-------- Data supplied

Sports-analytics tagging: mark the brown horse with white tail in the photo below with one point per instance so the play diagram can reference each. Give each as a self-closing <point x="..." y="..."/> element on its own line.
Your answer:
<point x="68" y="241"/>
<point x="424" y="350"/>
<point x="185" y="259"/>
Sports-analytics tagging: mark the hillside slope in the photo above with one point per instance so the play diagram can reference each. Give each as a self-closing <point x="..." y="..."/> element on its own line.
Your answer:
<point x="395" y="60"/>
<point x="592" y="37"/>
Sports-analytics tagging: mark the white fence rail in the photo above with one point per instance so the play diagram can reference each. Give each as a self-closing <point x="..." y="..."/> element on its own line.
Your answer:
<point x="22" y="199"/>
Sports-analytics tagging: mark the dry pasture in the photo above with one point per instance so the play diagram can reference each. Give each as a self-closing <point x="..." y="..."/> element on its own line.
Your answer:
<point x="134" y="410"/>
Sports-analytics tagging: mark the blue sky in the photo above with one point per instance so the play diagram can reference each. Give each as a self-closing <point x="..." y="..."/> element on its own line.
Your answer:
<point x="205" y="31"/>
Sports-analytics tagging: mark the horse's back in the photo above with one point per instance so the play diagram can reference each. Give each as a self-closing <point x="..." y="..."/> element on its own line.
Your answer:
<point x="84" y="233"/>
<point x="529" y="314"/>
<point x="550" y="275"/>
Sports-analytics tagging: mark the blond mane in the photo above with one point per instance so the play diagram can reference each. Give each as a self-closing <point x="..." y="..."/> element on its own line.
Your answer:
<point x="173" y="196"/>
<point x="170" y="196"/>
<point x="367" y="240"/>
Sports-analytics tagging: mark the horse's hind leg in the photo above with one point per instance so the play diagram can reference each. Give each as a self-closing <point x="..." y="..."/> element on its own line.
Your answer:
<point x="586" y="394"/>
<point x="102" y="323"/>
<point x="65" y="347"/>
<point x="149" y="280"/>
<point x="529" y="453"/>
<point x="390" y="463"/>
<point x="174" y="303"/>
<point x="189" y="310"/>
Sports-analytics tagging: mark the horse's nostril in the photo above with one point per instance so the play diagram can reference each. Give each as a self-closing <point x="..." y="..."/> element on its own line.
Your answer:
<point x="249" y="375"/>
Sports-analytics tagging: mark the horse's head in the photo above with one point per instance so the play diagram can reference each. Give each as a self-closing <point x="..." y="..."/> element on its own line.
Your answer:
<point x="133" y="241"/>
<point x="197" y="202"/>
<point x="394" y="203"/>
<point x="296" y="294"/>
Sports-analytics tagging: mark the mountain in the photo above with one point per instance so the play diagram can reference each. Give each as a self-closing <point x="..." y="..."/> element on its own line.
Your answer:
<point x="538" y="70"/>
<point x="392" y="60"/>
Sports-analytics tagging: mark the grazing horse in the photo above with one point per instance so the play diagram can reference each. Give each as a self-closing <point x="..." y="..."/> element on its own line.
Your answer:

----------------

Would you give again, word for word, every line from the one with "Sports-analytics tagging: mark the horse's head" through the final line of the listing above?

### Solution
Sports-analytics tagging: mark the horse's head in the photo above with one point per instance so the play diagram can reference each. Give each as a self-closing <point x="..." y="..."/> element on its own line.
Your answer:
<point x="133" y="241"/>
<point x="197" y="202"/>
<point x="394" y="203"/>
<point x="296" y="294"/>
Sports-analytics tagging: mark the mountain in the photo above with one point per instance so the play diagram can reference each. Give each as a self-closing <point x="..." y="..."/> element on its own line.
Your answer:
<point x="538" y="70"/>
<point x="392" y="60"/>
Sports-analytics tagging: mark the grazing horse in the photo above with one point per instance so the play diagram can reference each. Give each as a self-closing <point x="..." y="..."/> element on its own line.
Your answer:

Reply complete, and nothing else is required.